Preventing Disease Through Social Media: UCSF Doctor Gets Creative with Health Interventions

By Sukee Bennett | UCSF.edu | November 04, 2017

Eleni Linos, MD, DrPH, has focused how technology, including social media, can influence our behaviors related to health. Photo by Alexandros Kolokythas

Smartphones and emotional crises, social media and tanning beds are seemingly disconnected – but UC San Francisco researcher Eleni Linos, MD, DrPH, has started to make an impact on health by her focus on how technology can influence our behaviors.

Watch Dreamforce Talk

Eleni Linos, MD, DrPH, will be presenting at the 2017 Dreamforce conference with her talk “Connection as Cure - Bringing Together Tech and Healthcare."

The talk will stream live Monday, Nov. 6 from 9:30 a.m.-10 a.m.

“Major, long-term shifts to improve public health worldwide require strong collaborations with technology, media, design and policy experts,” Linos said.

Her collaborative research already has been credited with helping to raise the awareness of cancer risk associated with tanning beds as well as leading major smartphone companies to change their digital assistants’ response to inquiries about sexual abuse.

-- Dataset extract --

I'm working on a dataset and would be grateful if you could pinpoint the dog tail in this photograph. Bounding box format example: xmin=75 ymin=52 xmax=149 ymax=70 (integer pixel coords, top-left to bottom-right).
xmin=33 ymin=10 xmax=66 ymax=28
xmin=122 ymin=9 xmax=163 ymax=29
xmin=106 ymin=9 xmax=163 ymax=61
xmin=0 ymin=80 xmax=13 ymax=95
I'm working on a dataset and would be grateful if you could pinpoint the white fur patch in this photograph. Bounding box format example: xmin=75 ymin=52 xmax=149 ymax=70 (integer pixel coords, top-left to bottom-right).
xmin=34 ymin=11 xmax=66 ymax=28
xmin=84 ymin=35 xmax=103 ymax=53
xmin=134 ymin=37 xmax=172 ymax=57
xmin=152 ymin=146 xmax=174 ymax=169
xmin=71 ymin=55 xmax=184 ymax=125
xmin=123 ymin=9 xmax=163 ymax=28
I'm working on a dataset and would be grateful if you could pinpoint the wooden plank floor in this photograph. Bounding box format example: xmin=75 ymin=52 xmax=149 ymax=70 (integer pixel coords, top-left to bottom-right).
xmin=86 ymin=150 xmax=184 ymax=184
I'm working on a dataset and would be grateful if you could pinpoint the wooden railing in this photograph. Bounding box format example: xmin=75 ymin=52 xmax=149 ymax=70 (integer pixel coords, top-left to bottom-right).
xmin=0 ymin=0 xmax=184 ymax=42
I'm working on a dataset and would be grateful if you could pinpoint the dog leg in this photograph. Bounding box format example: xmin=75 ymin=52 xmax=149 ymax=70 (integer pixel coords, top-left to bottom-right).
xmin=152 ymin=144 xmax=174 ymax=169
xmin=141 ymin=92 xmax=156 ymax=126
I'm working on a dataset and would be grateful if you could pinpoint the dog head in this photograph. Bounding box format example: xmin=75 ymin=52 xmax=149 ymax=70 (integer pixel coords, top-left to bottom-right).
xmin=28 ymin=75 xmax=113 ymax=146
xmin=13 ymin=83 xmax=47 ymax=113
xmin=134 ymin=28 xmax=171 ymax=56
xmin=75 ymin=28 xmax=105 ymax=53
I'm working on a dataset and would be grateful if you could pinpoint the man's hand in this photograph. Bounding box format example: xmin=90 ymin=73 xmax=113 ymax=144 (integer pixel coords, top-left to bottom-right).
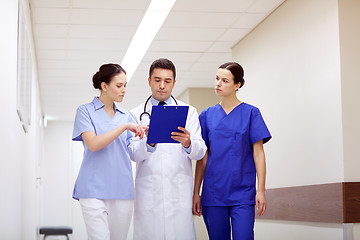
xmin=171 ymin=127 xmax=191 ymax=148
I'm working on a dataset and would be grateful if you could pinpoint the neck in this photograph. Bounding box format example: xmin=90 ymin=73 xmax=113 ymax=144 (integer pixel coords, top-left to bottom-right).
xmin=220 ymin=94 xmax=241 ymax=108
xmin=99 ymin=93 xmax=114 ymax=110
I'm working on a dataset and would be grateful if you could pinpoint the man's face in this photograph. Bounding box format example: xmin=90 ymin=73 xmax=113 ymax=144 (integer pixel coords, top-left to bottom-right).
xmin=148 ymin=68 xmax=176 ymax=102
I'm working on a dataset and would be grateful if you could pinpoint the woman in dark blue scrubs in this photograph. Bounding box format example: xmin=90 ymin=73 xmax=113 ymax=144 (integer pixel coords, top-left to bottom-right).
xmin=193 ymin=62 xmax=271 ymax=240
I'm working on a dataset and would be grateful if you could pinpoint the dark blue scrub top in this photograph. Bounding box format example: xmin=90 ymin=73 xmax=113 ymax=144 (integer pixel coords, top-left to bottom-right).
xmin=199 ymin=103 xmax=271 ymax=206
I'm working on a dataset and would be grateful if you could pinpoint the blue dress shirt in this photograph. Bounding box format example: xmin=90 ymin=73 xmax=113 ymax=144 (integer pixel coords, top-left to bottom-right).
xmin=72 ymin=97 xmax=134 ymax=199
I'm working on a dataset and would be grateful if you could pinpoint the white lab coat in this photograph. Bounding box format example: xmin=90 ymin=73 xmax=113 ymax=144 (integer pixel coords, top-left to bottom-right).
xmin=130 ymin=99 xmax=206 ymax=240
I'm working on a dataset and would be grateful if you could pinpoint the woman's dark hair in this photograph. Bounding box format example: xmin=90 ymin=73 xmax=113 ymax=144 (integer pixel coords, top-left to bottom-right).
xmin=149 ymin=58 xmax=176 ymax=79
xmin=93 ymin=63 xmax=126 ymax=90
xmin=219 ymin=62 xmax=245 ymax=88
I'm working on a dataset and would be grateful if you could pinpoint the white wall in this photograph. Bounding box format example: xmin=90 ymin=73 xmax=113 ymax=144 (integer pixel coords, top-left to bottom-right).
xmin=41 ymin=122 xmax=87 ymax=239
xmin=0 ymin=0 xmax=43 ymax=239
xmin=233 ymin=0 xmax=344 ymax=237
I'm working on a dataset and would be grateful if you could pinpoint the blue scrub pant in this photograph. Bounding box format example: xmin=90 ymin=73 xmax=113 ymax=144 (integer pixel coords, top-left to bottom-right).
xmin=202 ymin=205 xmax=255 ymax=240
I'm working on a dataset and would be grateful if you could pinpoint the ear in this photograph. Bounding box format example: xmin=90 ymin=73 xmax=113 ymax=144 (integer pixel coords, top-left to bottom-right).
xmin=101 ymin=82 xmax=107 ymax=92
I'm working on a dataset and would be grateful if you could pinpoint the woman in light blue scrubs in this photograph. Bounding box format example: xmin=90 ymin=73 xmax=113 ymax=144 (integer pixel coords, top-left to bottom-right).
xmin=72 ymin=64 xmax=144 ymax=240
xmin=193 ymin=62 xmax=271 ymax=240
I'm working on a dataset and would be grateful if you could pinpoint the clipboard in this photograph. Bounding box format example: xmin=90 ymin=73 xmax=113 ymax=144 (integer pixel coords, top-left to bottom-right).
xmin=147 ymin=105 xmax=189 ymax=143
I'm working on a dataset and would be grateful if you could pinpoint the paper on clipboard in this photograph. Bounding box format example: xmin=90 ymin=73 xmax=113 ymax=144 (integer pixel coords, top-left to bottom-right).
xmin=147 ymin=106 xmax=189 ymax=143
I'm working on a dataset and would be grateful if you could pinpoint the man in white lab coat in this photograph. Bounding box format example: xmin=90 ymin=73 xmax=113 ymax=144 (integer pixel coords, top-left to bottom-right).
xmin=130 ymin=59 xmax=206 ymax=240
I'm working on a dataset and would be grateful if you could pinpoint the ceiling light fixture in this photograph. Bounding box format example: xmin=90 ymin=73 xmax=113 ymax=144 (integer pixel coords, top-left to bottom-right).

-- Your tasks --
**a.** In the article on Eleni Linos, when will her Dreamforce talk stream live?
**b.** Return the passage of the article on Eleni Linos starting with "By Sukee Bennett" and going on through "9:30 a.m.-10 a.m.".
**c.** Resume the article on Eleni Linos after its final sentence.

-- Responses by task --
**a.** It will stream live on Monday, Nov. 6, from 9:30 a.m. to 10 a.m.

**b.**
By Sukee Bennett | UCSF.edu | November 04, 2017

Eleni Linos, MD, DrPH, has focused how technology, including social media, can influence our behaviors related to health. Photo by Alexandros Kolokythas

Smartphones and emotional crises, social media and tanning beds are seemingly disconnected – but UC San Francisco researcher Eleni Linos, MD, DrPH, has started to make an impact on health by her focus on how technology can influence our behaviors.

Watch Dreamforce Talk

Eleni Linos, MD, DrPH, will be presenting at the 2017 Dreamforce conference with her talk “Connection as Cure - Bringing Together Tech and Healthcare."

The talk will stream live Monday, Nov. 6 from 9:30 a.m.-10 a.m.

**c.**
Her work, for which she recently was awarded a prestigious National Institutes of Health New Innovator award, is again leaning into technology to study changing tanning bed use through digital intervention. The project aims to reach more than 1 million young Americans, making it one of the largest rigorous online public health studies to date.

A Wide Range of Cancer Research

Linos, a member of the UCSF Helen Diller Family Comprehensive Cancer Center, is foremost a dermatologist. With her current mentor, UCSF professor of dermatology Mary-Margaret Chren, MD, she has studied optimizing the quality of life of older adults with skin disease, finding that intensive treatment is often suboptimal for some these patients.